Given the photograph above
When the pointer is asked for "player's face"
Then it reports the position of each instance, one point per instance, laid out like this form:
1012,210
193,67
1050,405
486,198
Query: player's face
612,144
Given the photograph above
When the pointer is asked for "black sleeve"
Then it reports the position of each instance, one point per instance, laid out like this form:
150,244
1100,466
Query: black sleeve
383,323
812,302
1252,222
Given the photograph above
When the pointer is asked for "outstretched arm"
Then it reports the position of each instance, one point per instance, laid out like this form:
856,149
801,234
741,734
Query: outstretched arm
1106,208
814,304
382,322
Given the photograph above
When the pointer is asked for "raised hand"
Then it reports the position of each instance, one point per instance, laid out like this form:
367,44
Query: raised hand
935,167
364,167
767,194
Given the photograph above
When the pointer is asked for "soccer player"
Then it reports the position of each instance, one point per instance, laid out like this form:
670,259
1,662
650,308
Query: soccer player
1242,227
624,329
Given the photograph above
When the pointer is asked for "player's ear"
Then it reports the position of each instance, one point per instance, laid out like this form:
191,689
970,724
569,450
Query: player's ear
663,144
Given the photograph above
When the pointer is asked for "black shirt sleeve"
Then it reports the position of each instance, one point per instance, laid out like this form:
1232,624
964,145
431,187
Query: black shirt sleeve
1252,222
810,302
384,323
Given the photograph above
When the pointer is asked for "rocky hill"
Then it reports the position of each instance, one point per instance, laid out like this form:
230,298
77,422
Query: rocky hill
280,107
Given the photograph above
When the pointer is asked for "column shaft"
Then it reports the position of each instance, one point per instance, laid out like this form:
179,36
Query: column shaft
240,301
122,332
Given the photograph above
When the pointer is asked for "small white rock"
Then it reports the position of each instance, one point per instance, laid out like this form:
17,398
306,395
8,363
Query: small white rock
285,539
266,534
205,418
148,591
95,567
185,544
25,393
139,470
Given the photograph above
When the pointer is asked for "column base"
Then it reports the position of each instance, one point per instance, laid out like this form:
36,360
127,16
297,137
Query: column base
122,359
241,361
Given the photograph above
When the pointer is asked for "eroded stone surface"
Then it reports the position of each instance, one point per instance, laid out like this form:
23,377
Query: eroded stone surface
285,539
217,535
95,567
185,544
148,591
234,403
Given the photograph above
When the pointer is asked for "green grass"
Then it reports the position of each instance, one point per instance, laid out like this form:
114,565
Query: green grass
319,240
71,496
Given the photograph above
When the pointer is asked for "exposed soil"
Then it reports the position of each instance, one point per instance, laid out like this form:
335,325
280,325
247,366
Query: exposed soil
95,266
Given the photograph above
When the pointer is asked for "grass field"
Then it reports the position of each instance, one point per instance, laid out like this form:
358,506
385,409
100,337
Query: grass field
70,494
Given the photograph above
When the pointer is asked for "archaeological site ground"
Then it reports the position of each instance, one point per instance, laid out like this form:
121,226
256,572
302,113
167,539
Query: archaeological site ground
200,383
-----
■ **About this exercise**
Nothing in the entries above may be left out; retype them all exactly.

■ **Result below**
Given the photograph above
When the pointer is asked for "player's face"
Then it reports the position of each instance, one point per instance, laid out like this form:
1012,210
193,67
1050,405
486,198
Query: player's face
612,144
Given the photograph above
When the pointer is asked for "black sleeve"
Then it reports the position of each instance, one point per instance, laid out like this form:
150,244
1100,466
Query: black sleeve
383,323
812,302
1252,222
Given the photograph above
When the pointer is asked for "outstretched arm"
Then it reports the position of each instance, one point per instance, laid out like this form:
856,149
801,234
741,734
Query: outstretched arm
1106,208
814,304
382,322
Given the photograph above
When the pointer is asked for "raised hand"
Then it reports the position of each instance, one point per instance, laid out like this form:
367,44
Query: raised hand
935,167
364,167
767,194
Given the photograph above
When the pointer is asked for "soccer player"
Then it reports the position of each instance, one point per instance, laid out like this form:
670,259
1,662
650,308
Query: soccer player
1242,227
624,329
Given the photograph above
When the pointer is asked for "player's ear"
Then it reports the position of each instance, one point per instance, laid out like this form:
191,689
970,724
569,450
Query: player's ear
663,144
Given the photograph above
When the pointer is asked for "black shirt sleeve"
Then it reports the position of each instance, one point per instance, laid out like this form:
1232,624
964,145
431,187
Query: black shirt sleeve
1252,222
810,302
384,323
Given the photograph above
When the pointer is asked for "rocky hill"
Then it reports the position of each instance, one point per instance, laid out like this form:
230,298
77,422
Query: rocky hill
280,107
Given the photograph above
When the pointer is asked for "column shaft"
Then it reports the position of each instance, one point per instance, laid out like this form:
179,36
Query: column shaft
240,301
122,332
Given the photograph above
When the pointer is asked for "small white rock"
Then it reports the position of each instance, one point per instance, laid out like this form:
17,398
306,395
8,363
Query: small white rock
285,539
266,534
205,418
148,591
95,567
185,544
25,393
139,470
Given the photograph above
When the pointer is asked for "column base"
Then it reports the position of each instance, one point per instance, laid out like this form:
36,360
127,16
297,137
Query: column base
122,359
241,361
Given the photograph above
When the pointer is asked for "eroded stone surface"
Then it reports the position of each instance, one point per instance, laid out like this form:
23,377
Query: eroded stone surface
285,539
217,535
95,567
185,544
148,591
234,403
Given the photograph above
When the pointer is asked for "green grass"
Then it reports the position of each instance, one point per instance, laid out like this form:
114,565
Query: green grass
319,240
71,496
Given the photograph above
When the pointer is asked for "exposed soil"
Then it reports the position of each instance, one point per instance, laid out like this form:
335,325
280,325
247,366
Query: exposed soil
95,266
Given the photograph above
When the pointer is asked for "grass field"
Then it reports the position of each instance, one point per instance, laid out like this form:
358,506
385,409
100,337
Query: grass field
70,494
Given the photograph above
When the pointer is asked for "archaeological site ground"
Then it reports the position of each instance, one point per instance, laid out like this form:
121,226
256,572
302,113
167,539
Query: archaeological site ground
200,383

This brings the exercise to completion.